(Beginning of DATA RECORDS)

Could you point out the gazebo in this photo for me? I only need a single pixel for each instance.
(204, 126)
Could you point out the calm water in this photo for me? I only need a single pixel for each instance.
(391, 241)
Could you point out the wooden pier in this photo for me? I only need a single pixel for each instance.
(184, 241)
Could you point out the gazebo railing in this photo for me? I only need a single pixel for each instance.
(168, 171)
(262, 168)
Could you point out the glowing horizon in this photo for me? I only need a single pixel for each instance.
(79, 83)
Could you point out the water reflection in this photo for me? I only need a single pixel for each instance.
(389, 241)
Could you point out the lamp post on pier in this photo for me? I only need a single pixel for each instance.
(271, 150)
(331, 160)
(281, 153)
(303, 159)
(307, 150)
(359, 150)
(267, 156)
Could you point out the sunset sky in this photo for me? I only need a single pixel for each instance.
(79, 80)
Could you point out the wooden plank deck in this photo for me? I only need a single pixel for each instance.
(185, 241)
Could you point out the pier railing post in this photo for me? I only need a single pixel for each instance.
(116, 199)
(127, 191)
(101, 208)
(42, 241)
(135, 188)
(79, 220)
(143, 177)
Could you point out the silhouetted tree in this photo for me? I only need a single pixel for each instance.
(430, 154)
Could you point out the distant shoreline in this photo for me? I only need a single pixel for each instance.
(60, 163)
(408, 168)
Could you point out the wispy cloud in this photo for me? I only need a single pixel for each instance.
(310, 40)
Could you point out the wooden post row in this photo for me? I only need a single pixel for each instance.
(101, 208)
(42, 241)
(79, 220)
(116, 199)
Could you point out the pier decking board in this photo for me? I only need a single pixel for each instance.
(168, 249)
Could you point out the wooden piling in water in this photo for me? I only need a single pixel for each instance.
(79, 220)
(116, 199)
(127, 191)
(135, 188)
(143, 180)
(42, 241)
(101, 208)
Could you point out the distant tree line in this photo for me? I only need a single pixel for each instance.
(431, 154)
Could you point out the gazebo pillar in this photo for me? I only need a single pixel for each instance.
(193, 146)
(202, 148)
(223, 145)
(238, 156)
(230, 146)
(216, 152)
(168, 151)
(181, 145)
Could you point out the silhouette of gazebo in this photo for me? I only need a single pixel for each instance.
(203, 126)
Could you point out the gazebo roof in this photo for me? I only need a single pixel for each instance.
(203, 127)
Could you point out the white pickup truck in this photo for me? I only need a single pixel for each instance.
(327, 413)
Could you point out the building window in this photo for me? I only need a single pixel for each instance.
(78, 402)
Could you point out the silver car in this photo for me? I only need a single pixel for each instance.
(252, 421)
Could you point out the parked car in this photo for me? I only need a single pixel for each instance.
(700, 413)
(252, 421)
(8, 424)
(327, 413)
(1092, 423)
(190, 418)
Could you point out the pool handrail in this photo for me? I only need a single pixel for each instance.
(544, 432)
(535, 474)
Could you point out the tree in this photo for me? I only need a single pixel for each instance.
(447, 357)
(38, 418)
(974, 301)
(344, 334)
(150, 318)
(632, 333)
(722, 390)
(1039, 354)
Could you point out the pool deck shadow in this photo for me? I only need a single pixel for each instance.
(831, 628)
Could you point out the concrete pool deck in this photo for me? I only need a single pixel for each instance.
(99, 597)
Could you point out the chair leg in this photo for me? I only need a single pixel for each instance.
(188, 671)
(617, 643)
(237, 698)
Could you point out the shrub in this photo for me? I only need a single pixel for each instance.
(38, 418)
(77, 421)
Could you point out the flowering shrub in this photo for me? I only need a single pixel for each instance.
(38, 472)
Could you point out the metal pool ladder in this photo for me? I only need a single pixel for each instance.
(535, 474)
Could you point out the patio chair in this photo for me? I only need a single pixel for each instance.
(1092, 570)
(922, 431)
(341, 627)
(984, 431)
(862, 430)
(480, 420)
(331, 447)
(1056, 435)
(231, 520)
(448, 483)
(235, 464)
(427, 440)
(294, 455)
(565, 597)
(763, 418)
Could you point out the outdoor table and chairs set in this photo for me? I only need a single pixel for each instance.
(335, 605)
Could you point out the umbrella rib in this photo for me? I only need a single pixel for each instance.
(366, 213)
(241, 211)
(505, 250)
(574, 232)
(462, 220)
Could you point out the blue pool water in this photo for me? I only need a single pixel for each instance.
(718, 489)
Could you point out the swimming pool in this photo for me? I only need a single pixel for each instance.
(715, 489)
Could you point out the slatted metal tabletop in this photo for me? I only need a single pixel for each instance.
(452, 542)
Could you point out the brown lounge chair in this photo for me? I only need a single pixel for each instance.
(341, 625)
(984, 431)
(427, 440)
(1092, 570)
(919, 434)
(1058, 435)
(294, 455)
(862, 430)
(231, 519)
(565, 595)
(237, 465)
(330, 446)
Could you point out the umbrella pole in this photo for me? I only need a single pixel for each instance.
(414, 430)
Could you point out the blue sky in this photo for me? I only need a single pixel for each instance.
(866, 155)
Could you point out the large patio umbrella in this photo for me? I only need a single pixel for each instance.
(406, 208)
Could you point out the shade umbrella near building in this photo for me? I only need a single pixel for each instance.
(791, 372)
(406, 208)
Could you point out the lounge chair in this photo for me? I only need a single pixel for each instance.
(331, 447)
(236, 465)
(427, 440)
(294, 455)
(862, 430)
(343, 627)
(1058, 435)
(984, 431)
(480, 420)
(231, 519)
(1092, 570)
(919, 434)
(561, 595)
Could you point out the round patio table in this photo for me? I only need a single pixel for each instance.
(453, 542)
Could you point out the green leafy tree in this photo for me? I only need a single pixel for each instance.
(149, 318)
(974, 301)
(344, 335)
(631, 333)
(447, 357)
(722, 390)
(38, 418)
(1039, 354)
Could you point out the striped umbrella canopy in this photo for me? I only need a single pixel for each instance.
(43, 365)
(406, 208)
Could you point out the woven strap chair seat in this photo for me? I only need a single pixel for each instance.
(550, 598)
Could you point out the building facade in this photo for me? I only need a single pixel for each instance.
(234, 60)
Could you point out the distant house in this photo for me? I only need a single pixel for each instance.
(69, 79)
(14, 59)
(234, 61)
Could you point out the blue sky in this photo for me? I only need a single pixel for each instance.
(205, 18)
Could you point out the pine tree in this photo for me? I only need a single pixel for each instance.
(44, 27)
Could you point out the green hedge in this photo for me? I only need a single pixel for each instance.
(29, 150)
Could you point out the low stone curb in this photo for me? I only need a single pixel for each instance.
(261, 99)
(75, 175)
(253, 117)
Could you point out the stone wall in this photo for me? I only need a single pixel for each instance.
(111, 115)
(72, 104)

(End of DATA RECORDS)

#### WHAT YOU ARE ASKED TO DO
The response should consist of all the entries, set down exactly.

#### OUTPUT FOR THIS EXERCISE
Could you point out the gazebo in this photo for me? I only need a single pixel for each instance.
(204, 126)
Could you point out the calm water in this photo for me? I only need a single pixel for each instance.
(391, 241)
Could you point out the wooden pier in this photo for me? I only need a single pixel for each instance.
(184, 241)
Could you point out the gazebo railing in this photo for me? I only need a single pixel for each instance.
(168, 171)
(262, 168)
Could you point out the glowing horizon in this photo for me? I only need a single pixel for each instance.
(79, 83)
Could you point out the water reflection in this photo for me? I only need a single pixel for each instance.
(389, 241)
Could you point out the lamp post on pier in this photo for me? I only need a single pixel for each instance.
(271, 150)
(331, 160)
(281, 153)
(303, 159)
(307, 150)
(359, 150)
(267, 156)
Could you point out the sunset sky in this photo for me? I only need a single pixel for each instance.
(79, 80)
Could you point out the wooden plank deck in this photo for me? I only need a single pixel for each instance.
(185, 241)
Could you point out the pier railing post in this photo for me? I only need a single pixel for each instance.
(116, 199)
(127, 191)
(101, 208)
(42, 241)
(135, 188)
(79, 220)
(143, 177)
Could you point out the silhouetted tree in this photo for me? I only need a single pixel for each instance.
(430, 154)
Could you point out the distant shoreline in this photo for me? I only need a single pixel for each instance.
(60, 163)
(408, 168)
Could you point out the wispy cloud in this photo for me? I only need a single pixel for each instance.
(310, 40)
Could you point out the wooden post row in this photo for me? I only need a single pixel for each instance.
(101, 208)
(42, 241)
(79, 220)
(116, 199)
Could you point out the pier decking board in this photo for me? I only need a single pixel for each instance.
(168, 249)
Could you point out the wooden piling in water in this photo for me? I only need a single pixel for each instance.
(79, 220)
(116, 199)
(127, 191)
(135, 188)
(143, 180)
(42, 241)
(101, 208)
Could you point out the distant tree line in this photo for me? I only need a single pixel for each instance.
(431, 154)
Could you point out the gazebo pillar in this photo for me? I only need a single pixel for each instance.
(193, 146)
(202, 148)
(223, 145)
(238, 156)
(230, 146)
(216, 152)
(168, 151)
(181, 145)
Could you point out the silhouette of gazebo in this photo for me? I only need a single pixel for each instance.
(203, 126)
Could you point out the gazebo roof in this photo for me? I only need a single pixel for each instance.
(203, 127)
Could you point out the white pickup truck in this photo for me? I only need a single pixel for each instance.
(327, 413)
Could you point out the building window in this photo for me? I only need a single pixel for each instance.
(78, 402)
Could you point out the silver car in this photo for me? I only need a single pixel for each instance.
(252, 421)
Could you point out the parked car in this photo for me? I only need a single pixel for each instance.
(700, 413)
(252, 421)
(8, 424)
(327, 413)
(1092, 423)
(190, 418)
Could you point out the pool handrail in this photo for me? I only need a single pixel for each instance.
(544, 432)
(535, 474)
Could you point out the tree in this photo for me? I only need a single pixel for each instance.
(447, 357)
(38, 418)
(974, 301)
(344, 334)
(150, 318)
(632, 333)
(722, 390)
(1039, 354)
Could you point out the pool deck shadow in this photo for me? I only need a single pixel for each instance.
(831, 628)
Could you point out the concrete pool deck in this photo for me? I only need a single pixel for each instance.
(99, 597)
Could you point out the chair leg in this photo for me? I only need a single pixel for each instance.
(188, 671)
(617, 643)
(237, 698)
Could you point out the shrub in this photo for me? I only need a single pixel for each instance.
(38, 418)
(77, 421)
Could you point out the flowering shrub in this photo for me? I only need a single pixel for each instance.
(38, 472)
Could you point out the metal pool ladder in this photo for me? I only need a single pixel for each instance.
(535, 474)
Could you point out the patio chair in this photo for me? I only need a single pixel for each instance.
(1092, 570)
(922, 431)
(341, 627)
(984, 431)
(862, 430)
(480, 420)
(331, 447)
(1056, 435)
(231, 520)
(448, 483)
(235, 464)
(427, 440)
(294, 455)
(565, 597)
(763, 418)
Could you point out the outdoor table and chairs set in this photo for me? I only need a single pixel for each instance.
(335, 605)
Could you point out the umbrella rib in this photo for me? I only need a single pixel for each instance.
(366, 213)
(241, 211)
(505, 250)
(574, 232)
(462, 220)
Could you point out the blue pool water in this photo for me? I only need a single pixel for each instance.
(718, 489)
Could you point out the swimming pool in this photo for me? I only need a single pixel for each instance.
(715, 489)
Could you point out the slatted metal tabletop in this photo for me? I only need a single pixel for each instance.
(452, 542)
Could you point out the brown lounge chair in this photo for me? I only need a single pixel for each instance.
(341, 625)
(984, 431)
(427, 440)
(1092, 570)
(919, 434)
(1058, 435)
(294, 455)
(862, 430)
(231, 519)
(565, 595)
(237, 465)
(330, 446)
Could you point out the umbrella pole in this photo for me? I only need a single pixel for each instance.
(414, 430)
Could you point out the blue sky in this photo for me? I only need a single pixel for each instance.
(866, 155)
Could you point out the large patio umbrella in this photo for me? I only need a single pixel for each instance.
(406, 208)
Could you point out the shade umbrella near building in this photo for me? I only need a single pixel for each instance.
(791, 372)
(406, 208)
Could you point out the lounge chair in this photo for me? I only need a single pixel for each instance.
(331, 447)
(236, 465)
(427, 440)
(294, 455)
(862, 430)
(343, 627)
(1058, 435)
(984, 431)
(480, 420)
(231, 519)
(1092, 570)
(919, 434)
(561, 595)
Could you point out the round patio table in this photo for me? I only need a single pixel for each instance.
(453, 542)
Could you point out the green leafy tree in this photo for me? I only need a single pixel for each instance.
(149, 318)
(974, 301)
(344, 335)
(631, 333)
(447, 357)
(722, 390)
(38, 418)
(1039, 354)
Could you point out the striped umbrella canopy in this photo for me? I only need a single pixel for each instance.
(43, 365)
(406, 208)
Could you point out the woven strap chair seat in this photo for me? I only need a single pixel for each instance.
(550, 598)
Could you point out the building facade in this photo for me? I only need a single pixel for each instance.
(234, 60)
Could you point out the distant house in this photo for me? I only need a single pixel for each instance.
(69, 79)
(14, 59)
(234, 61)
Could you point out the blue sky in this photo for me? I only need a single pixel for each instance.
(205, 18)
Could you point out the pine tree in this photo for me? I only need a single pixel for each instance.
(44, 27)
Could you point out the green hedge in this photo for me? I only need a single pixel for each instance.
(29, 150)
Could you point out the low stone curb in this photo for me? I only need a single pixel for each instance.
(261, 99)
(75, 175)
(253, 117)
Could you point out the stone wall in this photo for me? I only need a single pixel for each instance.
(111, 115)
(72, 104)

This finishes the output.